### [TASK ITEM]
From the records below, state how many lines hold the string "yellow", without any other text.

### [MATERIAL TO PROCESS]

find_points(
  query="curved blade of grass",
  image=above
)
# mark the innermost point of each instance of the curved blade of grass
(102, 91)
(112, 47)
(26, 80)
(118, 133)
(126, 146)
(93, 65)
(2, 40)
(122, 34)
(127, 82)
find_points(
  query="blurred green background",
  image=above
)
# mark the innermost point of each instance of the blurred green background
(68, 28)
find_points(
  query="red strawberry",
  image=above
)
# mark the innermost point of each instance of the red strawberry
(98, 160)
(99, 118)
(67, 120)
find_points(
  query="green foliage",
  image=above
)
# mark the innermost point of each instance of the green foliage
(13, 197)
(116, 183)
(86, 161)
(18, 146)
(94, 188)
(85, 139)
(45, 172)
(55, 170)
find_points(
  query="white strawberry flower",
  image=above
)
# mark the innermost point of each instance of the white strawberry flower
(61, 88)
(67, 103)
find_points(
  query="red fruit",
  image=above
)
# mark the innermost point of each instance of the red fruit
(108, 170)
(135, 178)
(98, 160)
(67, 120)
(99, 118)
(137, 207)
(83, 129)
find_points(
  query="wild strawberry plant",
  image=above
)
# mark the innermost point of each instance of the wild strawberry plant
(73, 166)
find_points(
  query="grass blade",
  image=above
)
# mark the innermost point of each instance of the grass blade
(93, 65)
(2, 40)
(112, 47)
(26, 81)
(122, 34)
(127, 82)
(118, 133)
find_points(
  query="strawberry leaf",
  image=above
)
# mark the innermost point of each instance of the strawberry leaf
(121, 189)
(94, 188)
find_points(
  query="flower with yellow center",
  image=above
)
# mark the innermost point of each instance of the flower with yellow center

### [EXERCISE OUTPUT]
2